Durante la madrugada del 3 de octubre de 1968, un equipo de fotógrafos de la Secretaría de Gobernación registró las detenciones efectuadas por el Ejército mexicano y los diversos cuerpos de policía en la Plaza de Tlatelolco y sus alrededores. En ellas se observa a estudiantes y padres de familia retenidos y segregados por sexo en espacios pertenecientes al Campo Militar No. 1: los hombres en jardines y celdas de la prisión militar; las mujeres en una enfermería. 

Ellos con las huellas del maltrato físico, semidesnudos, con golpes en el rostro y en posición de “firmes” mirando de frente y al lente de la cámara; en algunos se atisban rostros infantiles. Ellas, con posiciones corporales que muestran resistencia frente al espacio militar que ocupan, cargan sus bolsos y se miran entre sí o al piso; se observa a una mujer junto a unas casi niñas, ¿sus hijas? Si bien no muestran huellas físicas como las de sus compañeros, puede que las hayan tenido, aunque no sean visibles. Ambos grupos son sobrevivientes de la experiencia límite de la masacre que unas horas antes se volcó sobre ellos en la Plaza de Tlatelolco. También y, sin ser conscientes de ello, son, en ese preciso instante, víctimas de desaparición forzada.
════════════════════
§ **PROBLEMA PLANTEADO A**
Calcula en cuántas líneas de las filas aparece la cadena "chocolate", distinguiendo entre mayúsculas y minúsculas. Responde solo con el número.
El texto y las filas provienen de fuentes distintas.

Entradas de un conjunto de datos de señalamiento
════════════════════
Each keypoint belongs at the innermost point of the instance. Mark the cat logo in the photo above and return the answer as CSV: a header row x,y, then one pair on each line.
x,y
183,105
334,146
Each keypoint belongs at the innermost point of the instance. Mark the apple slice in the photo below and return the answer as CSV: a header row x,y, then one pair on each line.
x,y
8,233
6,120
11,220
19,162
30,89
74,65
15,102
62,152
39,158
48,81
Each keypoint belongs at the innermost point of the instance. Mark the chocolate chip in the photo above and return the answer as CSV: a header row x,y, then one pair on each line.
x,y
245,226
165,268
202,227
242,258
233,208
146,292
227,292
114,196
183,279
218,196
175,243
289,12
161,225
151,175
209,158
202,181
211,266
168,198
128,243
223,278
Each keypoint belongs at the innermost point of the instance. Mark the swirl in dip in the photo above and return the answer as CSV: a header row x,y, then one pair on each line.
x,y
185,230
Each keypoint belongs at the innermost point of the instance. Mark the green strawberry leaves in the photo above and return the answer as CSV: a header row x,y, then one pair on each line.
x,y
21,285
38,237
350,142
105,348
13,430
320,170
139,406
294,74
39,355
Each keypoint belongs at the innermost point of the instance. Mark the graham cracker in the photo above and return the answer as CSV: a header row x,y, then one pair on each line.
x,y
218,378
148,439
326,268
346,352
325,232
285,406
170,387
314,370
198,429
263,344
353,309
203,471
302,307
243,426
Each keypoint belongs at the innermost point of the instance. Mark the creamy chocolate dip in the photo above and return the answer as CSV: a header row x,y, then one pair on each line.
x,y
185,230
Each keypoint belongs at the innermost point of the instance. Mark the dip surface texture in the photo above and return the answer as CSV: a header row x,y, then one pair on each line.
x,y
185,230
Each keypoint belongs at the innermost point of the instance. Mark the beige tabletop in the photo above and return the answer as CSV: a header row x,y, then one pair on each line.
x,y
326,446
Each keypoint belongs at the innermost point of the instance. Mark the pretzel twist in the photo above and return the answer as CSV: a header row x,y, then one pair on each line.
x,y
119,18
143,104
════════════════════
§ **PROBLEMA PLANTEADO B**
Decide si cada afirmación concuerda con el texto sobre Tlatelolco y responde sí o no, citando literalmente las palabras decisivas. (i) Las mujeres detenidas fueron retenidas en una enfermería. (ii) Las fotografías fueron tomadas por periodistas extranjeros. (iii) Los hombres aparecen en posición de firmes, mirando hacia la cámara.

§ **RESPUESTA FINAL A**
2

§ **RESPUESTA FINAL B**
(i) Sí: «las mujeres en una enfermería».
(ii) No: «un equipo de fotógrafos de la Secretaría de Gobernación».
(iii) Sí: «en posición de “firmes” mirando de frente y al lente de la cámara».